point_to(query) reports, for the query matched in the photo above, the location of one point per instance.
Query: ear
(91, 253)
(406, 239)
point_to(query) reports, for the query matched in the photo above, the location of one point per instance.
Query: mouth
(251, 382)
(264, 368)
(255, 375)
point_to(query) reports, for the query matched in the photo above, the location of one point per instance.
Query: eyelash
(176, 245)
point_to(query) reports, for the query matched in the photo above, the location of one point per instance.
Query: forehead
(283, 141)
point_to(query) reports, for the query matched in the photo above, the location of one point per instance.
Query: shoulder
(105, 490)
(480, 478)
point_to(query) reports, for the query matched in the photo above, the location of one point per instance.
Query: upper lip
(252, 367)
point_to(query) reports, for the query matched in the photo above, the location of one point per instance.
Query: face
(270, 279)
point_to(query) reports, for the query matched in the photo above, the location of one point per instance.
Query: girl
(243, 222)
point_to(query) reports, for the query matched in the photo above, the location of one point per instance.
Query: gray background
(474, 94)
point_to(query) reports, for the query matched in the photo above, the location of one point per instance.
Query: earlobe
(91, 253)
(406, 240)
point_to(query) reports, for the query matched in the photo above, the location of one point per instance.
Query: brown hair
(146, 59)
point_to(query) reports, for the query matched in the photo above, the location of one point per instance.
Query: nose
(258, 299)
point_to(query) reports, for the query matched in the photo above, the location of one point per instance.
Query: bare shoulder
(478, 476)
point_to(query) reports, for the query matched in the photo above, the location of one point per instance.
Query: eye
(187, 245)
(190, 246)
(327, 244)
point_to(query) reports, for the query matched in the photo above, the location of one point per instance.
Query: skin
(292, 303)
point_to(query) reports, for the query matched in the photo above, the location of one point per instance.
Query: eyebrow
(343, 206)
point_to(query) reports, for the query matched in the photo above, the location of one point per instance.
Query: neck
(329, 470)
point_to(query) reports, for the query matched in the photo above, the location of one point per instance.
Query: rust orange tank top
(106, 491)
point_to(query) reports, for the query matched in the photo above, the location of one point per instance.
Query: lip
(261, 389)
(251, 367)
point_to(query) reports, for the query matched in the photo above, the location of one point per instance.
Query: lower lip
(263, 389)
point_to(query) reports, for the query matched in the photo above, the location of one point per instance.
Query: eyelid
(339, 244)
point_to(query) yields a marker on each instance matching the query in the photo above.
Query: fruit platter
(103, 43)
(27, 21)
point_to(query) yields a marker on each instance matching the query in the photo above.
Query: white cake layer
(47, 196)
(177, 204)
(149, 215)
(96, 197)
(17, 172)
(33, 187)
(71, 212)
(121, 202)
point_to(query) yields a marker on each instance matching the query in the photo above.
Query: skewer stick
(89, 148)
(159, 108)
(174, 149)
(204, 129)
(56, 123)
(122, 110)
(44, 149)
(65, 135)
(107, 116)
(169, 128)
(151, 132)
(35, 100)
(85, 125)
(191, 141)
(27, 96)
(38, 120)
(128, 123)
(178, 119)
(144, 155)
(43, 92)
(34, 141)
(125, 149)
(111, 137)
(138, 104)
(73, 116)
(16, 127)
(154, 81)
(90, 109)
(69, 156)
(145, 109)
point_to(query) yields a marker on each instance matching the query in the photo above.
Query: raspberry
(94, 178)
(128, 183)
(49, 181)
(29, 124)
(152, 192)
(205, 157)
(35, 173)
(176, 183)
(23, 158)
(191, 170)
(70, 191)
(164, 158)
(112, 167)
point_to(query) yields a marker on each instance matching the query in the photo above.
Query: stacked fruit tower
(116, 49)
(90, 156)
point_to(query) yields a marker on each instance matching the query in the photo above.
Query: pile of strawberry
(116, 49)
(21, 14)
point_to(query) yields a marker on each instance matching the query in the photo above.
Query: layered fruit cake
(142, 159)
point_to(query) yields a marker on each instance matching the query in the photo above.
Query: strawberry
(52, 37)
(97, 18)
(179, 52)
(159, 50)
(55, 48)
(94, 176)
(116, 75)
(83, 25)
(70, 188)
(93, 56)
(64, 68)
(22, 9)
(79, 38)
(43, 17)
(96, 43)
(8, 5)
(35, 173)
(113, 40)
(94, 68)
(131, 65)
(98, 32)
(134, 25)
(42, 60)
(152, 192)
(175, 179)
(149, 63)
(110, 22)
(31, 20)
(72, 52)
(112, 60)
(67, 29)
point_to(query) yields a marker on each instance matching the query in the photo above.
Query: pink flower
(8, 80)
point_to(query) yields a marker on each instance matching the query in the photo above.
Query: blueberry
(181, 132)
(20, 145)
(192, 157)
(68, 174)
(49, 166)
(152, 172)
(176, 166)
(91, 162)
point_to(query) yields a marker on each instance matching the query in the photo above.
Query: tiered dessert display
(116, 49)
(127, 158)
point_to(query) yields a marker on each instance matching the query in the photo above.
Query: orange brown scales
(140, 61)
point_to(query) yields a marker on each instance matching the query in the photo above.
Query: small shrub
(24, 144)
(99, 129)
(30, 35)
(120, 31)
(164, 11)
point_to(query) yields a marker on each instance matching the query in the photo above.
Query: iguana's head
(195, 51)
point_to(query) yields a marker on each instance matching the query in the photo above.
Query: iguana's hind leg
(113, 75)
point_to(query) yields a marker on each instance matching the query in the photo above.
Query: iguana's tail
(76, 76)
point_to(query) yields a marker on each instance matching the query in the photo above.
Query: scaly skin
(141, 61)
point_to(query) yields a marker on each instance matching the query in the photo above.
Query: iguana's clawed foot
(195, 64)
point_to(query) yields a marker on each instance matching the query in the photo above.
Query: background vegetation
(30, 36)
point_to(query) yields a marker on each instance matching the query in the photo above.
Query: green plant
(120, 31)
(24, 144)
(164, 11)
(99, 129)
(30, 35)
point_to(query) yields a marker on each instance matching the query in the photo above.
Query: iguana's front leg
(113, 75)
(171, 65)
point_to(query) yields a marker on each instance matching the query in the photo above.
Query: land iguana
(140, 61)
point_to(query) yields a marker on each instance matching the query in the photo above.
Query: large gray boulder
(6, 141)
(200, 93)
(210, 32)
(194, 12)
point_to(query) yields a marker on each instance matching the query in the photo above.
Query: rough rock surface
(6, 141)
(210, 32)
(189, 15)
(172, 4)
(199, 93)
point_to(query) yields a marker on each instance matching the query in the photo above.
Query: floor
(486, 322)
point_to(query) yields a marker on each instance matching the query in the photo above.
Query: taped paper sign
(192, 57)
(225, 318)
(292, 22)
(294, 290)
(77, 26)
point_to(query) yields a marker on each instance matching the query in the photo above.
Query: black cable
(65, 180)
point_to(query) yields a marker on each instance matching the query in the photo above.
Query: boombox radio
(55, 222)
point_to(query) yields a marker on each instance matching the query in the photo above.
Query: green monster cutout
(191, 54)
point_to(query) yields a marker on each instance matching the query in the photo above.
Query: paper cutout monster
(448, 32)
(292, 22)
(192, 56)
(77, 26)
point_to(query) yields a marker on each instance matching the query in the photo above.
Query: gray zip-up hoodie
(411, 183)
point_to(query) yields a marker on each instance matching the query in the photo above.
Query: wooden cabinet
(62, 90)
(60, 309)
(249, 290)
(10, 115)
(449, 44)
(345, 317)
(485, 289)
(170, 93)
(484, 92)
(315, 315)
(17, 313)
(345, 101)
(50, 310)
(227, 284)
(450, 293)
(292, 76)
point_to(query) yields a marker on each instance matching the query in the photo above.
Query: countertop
-------------------------
BRIEF - How many lines in the data above contain the string "monster"? Matching is case-sensitive. Reply with the number alone.

RESULT OF THIS EXERCISE - 2